● **SOURCE EXTRACT**
# Instrument Cluster Digital Display Problems



## ChitownHustler (Aug 20, 2014)

Hey guys has anyone else had a problem with their Digital Display bleeding black lines in with the MPH,Volume, and the start up Pontiac logo? When I turn the car on the lines start showing up when the Pontiac shows up then the lines will go away when the mileage comes up. If I turn the volume up or down it will mess up badly until the volume goes away. Also when i switch over to MPH it does the exact same. Is the display going bad or do I have a grounding issue going on?? 

Thanks, Chirs


----------



## svede1212 (Nov 1, 2005)

It's odd that it varies with the controls. I'd at least take a good look at the wiring


----------



## LastZephyr23 (Sep 17, 2014)

Are there any more posts this? My screen is just entirely filled and it doesn't change at all


----------



## Gto-noob (Nov 25, 2011)

mines doing this, have you figured out what was wrong?


----------



## Whogivesah (Feb 2, 2016)

● **AIM OF THE TASK**
Answer these questions about the display thread:
(a) In the first post, at what point do the lines go away after the car is started?
(b) What does svede1212 recommend examining?
(c) How does LastZephyr23 describe their own screen?
The listing that follows comes from a separate source, not from the display thread.

● **Labeled point records**
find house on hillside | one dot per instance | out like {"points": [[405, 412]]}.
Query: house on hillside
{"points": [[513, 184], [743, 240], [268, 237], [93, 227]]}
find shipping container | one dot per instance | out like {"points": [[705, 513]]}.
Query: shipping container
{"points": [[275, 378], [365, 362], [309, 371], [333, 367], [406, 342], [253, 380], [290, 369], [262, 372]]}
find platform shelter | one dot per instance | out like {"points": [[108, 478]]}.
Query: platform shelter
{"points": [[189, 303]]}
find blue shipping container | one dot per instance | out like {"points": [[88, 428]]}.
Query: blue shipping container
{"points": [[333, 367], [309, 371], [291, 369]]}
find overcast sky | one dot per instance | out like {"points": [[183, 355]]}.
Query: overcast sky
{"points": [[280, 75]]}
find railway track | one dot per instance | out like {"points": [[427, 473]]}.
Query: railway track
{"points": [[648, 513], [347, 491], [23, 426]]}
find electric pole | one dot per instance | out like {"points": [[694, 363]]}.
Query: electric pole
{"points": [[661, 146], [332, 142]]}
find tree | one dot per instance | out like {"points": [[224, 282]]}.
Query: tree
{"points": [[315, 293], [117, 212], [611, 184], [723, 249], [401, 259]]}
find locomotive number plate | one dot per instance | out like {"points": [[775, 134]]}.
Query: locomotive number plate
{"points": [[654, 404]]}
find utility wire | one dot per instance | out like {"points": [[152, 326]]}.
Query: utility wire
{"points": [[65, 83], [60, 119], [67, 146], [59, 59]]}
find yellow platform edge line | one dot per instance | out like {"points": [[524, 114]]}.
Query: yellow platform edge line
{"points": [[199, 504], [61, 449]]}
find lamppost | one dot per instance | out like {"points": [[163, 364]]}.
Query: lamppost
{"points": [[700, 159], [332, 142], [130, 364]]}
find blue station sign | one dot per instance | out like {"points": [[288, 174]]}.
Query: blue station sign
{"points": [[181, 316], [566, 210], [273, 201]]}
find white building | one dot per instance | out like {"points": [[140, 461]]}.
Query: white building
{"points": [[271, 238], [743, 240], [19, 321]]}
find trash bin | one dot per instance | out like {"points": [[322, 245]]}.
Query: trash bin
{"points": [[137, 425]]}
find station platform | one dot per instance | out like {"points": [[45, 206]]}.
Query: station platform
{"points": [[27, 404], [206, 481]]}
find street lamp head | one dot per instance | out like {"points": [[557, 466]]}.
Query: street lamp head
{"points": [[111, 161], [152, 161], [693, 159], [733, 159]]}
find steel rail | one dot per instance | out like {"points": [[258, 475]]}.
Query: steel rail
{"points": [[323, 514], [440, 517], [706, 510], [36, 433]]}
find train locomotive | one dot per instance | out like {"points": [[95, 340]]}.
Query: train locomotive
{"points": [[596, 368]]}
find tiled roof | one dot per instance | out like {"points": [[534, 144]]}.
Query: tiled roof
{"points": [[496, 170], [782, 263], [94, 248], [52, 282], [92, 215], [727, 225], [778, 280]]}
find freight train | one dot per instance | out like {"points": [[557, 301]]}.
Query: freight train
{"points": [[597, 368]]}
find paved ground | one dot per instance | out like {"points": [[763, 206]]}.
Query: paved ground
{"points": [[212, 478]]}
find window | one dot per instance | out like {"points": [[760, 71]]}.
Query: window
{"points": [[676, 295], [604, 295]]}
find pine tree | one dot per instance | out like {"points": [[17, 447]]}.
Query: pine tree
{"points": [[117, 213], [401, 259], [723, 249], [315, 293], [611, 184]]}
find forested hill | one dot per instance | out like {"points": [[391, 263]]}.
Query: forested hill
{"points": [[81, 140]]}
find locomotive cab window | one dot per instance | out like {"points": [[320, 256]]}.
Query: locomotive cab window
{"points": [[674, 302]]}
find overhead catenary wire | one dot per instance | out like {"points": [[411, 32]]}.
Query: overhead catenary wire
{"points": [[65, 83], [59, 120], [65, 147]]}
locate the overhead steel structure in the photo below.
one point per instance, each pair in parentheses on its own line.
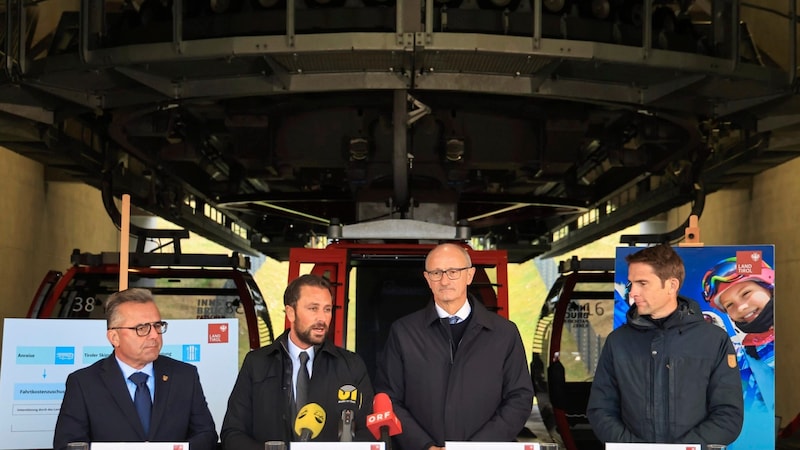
(539,125)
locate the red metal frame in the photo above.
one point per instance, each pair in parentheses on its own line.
(51,300)
(333,262)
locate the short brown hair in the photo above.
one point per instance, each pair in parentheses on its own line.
(292,293)
(136,295)
(663,259)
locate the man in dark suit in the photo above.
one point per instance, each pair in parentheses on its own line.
(101,402)
(269,391)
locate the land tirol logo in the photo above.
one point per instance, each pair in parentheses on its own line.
(748,262)
(218,333)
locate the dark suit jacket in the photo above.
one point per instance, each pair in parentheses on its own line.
(97,407)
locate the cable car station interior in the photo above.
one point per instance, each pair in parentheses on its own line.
(347,137)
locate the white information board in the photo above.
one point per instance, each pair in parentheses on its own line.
(629,446)
(139,446)
(38,354)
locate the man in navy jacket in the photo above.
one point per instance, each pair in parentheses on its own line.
(454,370)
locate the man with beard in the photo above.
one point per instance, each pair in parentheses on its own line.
(748,299)
(267,396)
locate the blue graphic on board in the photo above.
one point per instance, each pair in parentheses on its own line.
(735,287)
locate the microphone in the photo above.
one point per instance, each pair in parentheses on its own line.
(382,422)
(349,399)
(309,422)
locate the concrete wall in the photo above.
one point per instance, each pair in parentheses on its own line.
(764,210)
(40,223)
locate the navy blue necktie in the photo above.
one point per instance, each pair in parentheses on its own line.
(301,397)
(141,399)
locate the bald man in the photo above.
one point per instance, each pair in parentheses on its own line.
(454,370)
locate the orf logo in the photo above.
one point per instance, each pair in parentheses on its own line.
(218,333)
(348,394)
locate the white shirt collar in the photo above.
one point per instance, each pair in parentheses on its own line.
(462,312)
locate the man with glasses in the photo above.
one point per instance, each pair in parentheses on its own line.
(454,370)
(135,395)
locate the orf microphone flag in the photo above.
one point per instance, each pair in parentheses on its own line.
(382,422)
(310,421)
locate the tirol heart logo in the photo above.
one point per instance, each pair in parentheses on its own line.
(217,333)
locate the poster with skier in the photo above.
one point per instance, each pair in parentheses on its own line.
(735,288)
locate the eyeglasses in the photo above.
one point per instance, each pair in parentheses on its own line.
(453,274)
(143,329)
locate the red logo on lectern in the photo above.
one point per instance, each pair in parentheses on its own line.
(217,333)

● **RESPONSE BELOW**
(a) When the mileage comes up.
(b) The wiring.
(c) It is entirely filled and does not change at all.